::: EXTRACT :::

I was pro letting cats out but its only over the last few months I have started to change my opinions on the matter. I would rather have a house cat, or a cat proofed garden then risk my cat getting killed or seriously injured. 
As long as enough stimulation is provided inside I think a cat will be perfectly happy to be a house cat.


----------



## RhianB87 (Oct 25, 2009)

SexyBear77 said:


> 100% agree.
> 
> Apologies to anyone in this thread that I may have been a bit curt with, except the OP of course, I was seething over the manner in which this thread was started but meant no offence to anyone else. : victory:
> 
> Scrumpy still fine today, apparently my wee border terrier slept outside his cage and whined whenever Scrumpy woke up :flrt:


Also I am glad to here that he is on the mend :2thumb:

I did chuckle at his name though :blush:


----------



## natsuko (Jan 3, 2009)

Lutra Garouille said:


> Ive not read all the posts but my own baby got hit by a car about a month ago. Im still reeling - but i do not regret letting her out. She was a cat - a hunter pure and simple - she loved the outside and roaming about. She was scared of the road and it just happened that one time she ventured far enough she got hit.
> 
> Cats are outside animals - yes they can be house cats but it depends on the personality. My other cat is a wimp and wont go out of the garden. Partly because shes a bit too fat to jump the fence, but also because she dosent like being far away from me. My other cat just loved to hunt and stake her territory. If i didnt let her out she would go nuts. It isnt good for them if they want to be outside - like people they have different personalities.
> 
> ...


Nobody is saying keep them inside 24/7 just that cats should be contained to their owners property which includes gardens, it can be done and cats can still hunt in gardens just provide plants to play with and that attract bugs as cats also like to hunt flies too. It's not rocket science. My dog likes to hunt and roam so can I let him loose to do so as its his instinct too and would make him happy?


----------



## feorag (Jul 31, 2007)

LiquidOnyx said:


> We live in the middle of a row of terraces that backs onto a railway line, so they have no way of accessing the road, luckily! Plus our cats don't tend to venture much further then the neighbors garden.


So they can't jump out of your garden? Can they access the railway line, because trains are much faster and quieter than cars?



SexyBear77 said:


> 100% agree.

:::

EXERCISE TASK 1 |
Can you print the thread about letting cats outdoors from "Nobody is saying" up to and including "make him happy?"?
EXERCISE TASK 2 |
Can you carry on the thread about letting cats outdoors from where it stops?
The rows aren't needed for anything here.

::: ENTRIES :::

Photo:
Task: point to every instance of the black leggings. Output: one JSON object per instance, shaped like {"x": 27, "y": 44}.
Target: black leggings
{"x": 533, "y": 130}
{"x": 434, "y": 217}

:::

TASK ANSWER 1 |
Nobody is saying keep them inside 24/7 just that cats should be contained to their owners property which includes gardens, it can be done and cats can still hunt in gardens just provide plants to play with and that attract bugs as cats also like to hunt flies too. It's not rocket science. My dog likes to hunt and roam so can I let him loose to do so as its his instinct too and would make him happy?

TASK ANSWER 2 |
> 
> Apologies to anyone in this thread that I may have been a bit curt with, except the OP of course, I was seething over the manner in which this thread was started but meant no offence to anyone else. : victory:
> 
> Scrumpy still fine today, apparently my wee border terrier slept outside his cage and whined whenever Scrumpy woke up :flrt:


It's still a good forum subject though, because of the diversity of the people on here who all want to put their opinion into the melting pot.

I'm glad Scrumpy is doing so well! :2thumb: I must admit I was disappointed when you closed the thread, because I was wondering how we were going to find out how he was.



Drayvan said:


> Havnt read all the posts as i know it will get my goat up :lol2: but i would love to see people try to keep in my cats, they go mad after a few days, out of the 3 of them 2 were semi feral and the other was from a lady whos cat had had kittens, none of them coped well indoors dispite my efforts to keep them in, even just for the night time.


When I bought my first cat, knowing nothing more about cats than the basic knowledge most people have I let him out and the next 2 - all neutered males. 

My garden backs onto a small green area that people use as a shortcut and Pasht, my Aby would only go out of the garden if he couldn't see people there, or when it was dark as he was very nervous and scared of people - he wouldn't even stay out in the garden unless we were out there with him. Merlin, my absolutely *adored* the freedom and spent most of his days outside, calling back now and again to tell us tales of what he'd been up to and then heading off out again and Briagha my Havana got lost and spent the day crying outside someone else's house cos he thought it was ours when he was still a kitten.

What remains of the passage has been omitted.